- EXERCISE OBJECTIVE: Can you copy the entries below verbatim, beginning with their first line and stopping after the line that contains "point(282, 405)"?

....

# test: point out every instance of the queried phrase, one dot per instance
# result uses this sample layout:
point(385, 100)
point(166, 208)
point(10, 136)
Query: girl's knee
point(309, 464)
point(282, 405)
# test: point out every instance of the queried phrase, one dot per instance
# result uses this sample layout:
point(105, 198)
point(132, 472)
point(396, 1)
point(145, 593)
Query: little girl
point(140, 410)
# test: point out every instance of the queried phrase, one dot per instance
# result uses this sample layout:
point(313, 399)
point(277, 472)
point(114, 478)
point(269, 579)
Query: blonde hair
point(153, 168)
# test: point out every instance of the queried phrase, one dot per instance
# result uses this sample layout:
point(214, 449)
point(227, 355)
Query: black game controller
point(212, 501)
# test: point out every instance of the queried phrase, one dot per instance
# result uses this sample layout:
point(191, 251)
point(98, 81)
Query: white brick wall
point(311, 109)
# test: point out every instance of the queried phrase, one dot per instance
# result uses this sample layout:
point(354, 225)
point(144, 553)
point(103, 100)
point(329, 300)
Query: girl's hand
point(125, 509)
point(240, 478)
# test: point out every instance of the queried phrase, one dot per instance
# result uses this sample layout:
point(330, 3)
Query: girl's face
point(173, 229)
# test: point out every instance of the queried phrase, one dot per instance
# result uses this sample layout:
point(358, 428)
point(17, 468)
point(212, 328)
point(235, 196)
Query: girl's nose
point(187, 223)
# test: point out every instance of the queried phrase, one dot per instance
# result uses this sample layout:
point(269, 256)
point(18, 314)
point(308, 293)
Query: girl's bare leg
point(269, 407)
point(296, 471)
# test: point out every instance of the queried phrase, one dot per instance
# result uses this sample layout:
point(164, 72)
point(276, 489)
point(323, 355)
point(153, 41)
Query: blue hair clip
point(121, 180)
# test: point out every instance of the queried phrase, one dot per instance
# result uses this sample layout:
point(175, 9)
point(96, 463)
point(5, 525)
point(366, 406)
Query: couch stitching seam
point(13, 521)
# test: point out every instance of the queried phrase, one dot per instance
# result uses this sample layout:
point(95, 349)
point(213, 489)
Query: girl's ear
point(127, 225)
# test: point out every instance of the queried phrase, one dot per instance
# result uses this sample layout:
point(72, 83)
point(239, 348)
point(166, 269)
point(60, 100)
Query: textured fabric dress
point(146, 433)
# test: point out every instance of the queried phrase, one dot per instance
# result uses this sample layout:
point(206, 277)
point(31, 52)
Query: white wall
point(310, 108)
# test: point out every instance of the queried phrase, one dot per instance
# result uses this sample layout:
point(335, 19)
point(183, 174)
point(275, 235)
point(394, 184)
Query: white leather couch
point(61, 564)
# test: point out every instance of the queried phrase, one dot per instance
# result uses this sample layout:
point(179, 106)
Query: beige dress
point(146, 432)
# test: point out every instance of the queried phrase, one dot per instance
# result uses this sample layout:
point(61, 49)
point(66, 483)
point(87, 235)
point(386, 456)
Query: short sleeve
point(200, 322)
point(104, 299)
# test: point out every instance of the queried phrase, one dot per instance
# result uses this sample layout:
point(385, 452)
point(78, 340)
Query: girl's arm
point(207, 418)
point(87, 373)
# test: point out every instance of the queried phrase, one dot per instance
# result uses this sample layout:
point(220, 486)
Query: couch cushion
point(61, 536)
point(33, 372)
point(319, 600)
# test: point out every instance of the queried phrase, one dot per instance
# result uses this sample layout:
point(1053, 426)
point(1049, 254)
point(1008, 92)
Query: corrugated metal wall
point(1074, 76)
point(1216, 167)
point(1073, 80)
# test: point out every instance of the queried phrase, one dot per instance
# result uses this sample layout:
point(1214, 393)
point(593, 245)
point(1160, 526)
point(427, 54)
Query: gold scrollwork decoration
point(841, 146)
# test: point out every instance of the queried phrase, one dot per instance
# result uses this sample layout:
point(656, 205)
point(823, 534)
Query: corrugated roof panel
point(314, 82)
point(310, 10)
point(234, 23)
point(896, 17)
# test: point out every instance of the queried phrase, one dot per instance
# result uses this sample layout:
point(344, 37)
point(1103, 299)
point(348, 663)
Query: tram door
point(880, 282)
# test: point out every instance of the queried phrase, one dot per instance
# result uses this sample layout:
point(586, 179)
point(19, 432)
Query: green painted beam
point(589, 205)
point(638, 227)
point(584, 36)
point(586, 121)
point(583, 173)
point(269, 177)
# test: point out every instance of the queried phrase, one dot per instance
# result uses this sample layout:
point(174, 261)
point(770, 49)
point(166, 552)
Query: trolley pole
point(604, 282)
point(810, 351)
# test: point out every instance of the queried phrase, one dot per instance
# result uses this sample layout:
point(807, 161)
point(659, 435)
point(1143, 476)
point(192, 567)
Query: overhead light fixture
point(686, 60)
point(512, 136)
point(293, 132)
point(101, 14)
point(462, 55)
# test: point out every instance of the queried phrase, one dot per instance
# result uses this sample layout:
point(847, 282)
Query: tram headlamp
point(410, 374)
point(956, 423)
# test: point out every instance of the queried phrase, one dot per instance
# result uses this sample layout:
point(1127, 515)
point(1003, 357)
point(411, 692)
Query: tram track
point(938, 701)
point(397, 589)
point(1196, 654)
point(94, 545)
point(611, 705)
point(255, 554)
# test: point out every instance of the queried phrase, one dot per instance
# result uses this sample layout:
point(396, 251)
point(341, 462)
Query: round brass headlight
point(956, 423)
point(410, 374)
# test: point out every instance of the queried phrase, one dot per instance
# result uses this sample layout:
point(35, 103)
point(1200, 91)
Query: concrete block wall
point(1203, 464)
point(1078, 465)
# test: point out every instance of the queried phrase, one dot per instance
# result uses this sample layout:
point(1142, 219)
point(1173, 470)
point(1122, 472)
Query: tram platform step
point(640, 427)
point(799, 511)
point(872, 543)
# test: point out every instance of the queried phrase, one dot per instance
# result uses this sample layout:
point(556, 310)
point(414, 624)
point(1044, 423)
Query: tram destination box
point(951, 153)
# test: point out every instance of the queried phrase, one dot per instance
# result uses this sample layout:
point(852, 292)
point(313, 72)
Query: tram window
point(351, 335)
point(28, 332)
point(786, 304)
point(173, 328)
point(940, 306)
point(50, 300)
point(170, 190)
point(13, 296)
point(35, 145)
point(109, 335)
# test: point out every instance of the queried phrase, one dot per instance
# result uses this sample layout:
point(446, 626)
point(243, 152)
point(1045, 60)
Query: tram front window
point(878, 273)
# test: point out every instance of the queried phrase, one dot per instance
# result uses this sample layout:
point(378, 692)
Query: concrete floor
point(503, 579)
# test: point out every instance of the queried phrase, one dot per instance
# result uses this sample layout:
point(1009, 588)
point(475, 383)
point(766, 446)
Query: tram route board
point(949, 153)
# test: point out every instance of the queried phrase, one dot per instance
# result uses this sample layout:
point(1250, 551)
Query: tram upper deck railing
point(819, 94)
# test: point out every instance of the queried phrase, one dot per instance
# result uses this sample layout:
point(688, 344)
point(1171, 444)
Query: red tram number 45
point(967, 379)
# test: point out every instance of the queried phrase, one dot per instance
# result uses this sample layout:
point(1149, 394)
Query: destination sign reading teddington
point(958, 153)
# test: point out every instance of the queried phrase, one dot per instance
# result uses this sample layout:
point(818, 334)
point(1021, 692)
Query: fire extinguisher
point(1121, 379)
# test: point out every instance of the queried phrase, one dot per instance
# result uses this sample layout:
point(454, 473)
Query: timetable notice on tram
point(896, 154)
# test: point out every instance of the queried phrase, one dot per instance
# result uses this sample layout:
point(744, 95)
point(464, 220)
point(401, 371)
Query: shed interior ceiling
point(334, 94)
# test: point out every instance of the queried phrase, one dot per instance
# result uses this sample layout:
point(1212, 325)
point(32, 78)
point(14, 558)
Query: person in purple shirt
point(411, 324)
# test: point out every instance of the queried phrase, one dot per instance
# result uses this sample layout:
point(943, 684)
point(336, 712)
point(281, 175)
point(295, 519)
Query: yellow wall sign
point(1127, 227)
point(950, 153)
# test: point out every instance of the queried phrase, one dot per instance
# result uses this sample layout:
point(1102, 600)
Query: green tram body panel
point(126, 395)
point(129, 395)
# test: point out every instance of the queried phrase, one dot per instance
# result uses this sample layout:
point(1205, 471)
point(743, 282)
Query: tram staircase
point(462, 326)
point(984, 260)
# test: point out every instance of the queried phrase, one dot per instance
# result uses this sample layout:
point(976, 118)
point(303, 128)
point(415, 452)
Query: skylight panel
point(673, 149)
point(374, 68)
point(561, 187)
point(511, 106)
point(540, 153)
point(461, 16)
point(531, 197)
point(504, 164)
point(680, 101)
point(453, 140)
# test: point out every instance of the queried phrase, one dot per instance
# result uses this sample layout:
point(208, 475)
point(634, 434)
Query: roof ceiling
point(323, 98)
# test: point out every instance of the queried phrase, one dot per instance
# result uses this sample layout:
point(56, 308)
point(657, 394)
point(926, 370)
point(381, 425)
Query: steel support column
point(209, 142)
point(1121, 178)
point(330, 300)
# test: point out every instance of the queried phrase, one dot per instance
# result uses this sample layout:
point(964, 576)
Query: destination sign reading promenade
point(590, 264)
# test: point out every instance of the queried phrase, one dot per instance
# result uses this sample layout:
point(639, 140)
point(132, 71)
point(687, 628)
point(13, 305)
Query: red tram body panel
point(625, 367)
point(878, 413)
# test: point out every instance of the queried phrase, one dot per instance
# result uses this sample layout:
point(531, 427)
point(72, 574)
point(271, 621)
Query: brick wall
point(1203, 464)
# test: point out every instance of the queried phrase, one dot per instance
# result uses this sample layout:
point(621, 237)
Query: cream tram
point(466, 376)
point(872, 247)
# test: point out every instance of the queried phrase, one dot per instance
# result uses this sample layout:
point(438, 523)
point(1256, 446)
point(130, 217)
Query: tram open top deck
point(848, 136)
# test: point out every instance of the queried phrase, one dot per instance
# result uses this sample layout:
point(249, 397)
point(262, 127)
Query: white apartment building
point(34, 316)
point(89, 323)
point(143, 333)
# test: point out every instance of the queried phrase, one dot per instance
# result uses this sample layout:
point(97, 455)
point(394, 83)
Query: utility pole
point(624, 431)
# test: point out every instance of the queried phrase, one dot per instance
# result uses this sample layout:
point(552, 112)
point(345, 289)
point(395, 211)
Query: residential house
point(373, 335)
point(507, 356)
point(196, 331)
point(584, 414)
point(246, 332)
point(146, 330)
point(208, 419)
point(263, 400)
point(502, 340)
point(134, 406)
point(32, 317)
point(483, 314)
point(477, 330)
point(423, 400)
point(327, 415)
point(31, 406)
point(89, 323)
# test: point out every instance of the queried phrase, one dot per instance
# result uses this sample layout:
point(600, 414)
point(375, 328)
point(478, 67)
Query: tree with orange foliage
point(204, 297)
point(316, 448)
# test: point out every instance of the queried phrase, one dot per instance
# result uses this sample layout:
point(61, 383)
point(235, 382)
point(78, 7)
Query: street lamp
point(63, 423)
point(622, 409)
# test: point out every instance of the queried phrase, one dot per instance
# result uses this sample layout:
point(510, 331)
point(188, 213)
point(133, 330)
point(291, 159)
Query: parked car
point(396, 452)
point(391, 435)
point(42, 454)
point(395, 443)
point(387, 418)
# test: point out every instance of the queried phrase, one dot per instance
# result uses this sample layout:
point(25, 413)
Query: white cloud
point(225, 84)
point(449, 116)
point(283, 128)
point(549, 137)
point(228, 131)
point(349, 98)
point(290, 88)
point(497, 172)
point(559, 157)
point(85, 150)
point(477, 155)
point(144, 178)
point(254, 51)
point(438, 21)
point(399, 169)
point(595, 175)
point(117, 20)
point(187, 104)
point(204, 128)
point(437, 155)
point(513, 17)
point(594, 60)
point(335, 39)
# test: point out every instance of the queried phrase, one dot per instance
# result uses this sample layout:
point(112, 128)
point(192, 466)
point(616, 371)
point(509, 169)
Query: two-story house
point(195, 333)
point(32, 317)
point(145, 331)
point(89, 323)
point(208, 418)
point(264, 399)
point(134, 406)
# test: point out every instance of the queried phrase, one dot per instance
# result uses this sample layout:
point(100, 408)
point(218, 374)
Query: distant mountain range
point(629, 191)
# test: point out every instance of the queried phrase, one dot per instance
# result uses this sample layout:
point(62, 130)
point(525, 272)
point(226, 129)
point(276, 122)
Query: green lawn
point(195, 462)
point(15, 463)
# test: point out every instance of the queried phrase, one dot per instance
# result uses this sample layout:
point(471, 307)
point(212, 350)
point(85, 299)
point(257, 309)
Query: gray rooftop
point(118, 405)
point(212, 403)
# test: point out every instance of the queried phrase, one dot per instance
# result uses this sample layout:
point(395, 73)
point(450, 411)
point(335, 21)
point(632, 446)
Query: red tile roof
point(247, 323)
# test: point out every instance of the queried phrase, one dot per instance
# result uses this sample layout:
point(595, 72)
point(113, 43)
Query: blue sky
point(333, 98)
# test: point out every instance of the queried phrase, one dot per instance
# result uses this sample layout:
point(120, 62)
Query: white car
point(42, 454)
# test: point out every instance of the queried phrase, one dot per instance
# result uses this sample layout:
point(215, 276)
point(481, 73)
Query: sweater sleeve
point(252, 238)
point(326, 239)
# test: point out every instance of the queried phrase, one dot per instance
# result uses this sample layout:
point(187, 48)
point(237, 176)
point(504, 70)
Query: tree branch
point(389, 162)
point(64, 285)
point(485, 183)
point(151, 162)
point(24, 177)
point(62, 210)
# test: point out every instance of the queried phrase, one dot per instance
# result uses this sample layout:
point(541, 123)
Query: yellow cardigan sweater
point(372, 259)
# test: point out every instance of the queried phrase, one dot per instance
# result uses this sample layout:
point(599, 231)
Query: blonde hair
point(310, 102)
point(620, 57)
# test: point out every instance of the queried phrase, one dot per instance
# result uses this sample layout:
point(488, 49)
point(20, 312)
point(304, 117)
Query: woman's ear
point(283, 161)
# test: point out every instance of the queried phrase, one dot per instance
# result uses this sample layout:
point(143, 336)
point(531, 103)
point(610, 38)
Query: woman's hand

....

- FINAL RESULT:
# test: point out every instance of the queried phrase, one dot per instance
# result uses this sample layout:
point(385, 100)
point(166, 208)
point(10, 136)
Query: girl's knee
point(309, 464)
point(282, 405)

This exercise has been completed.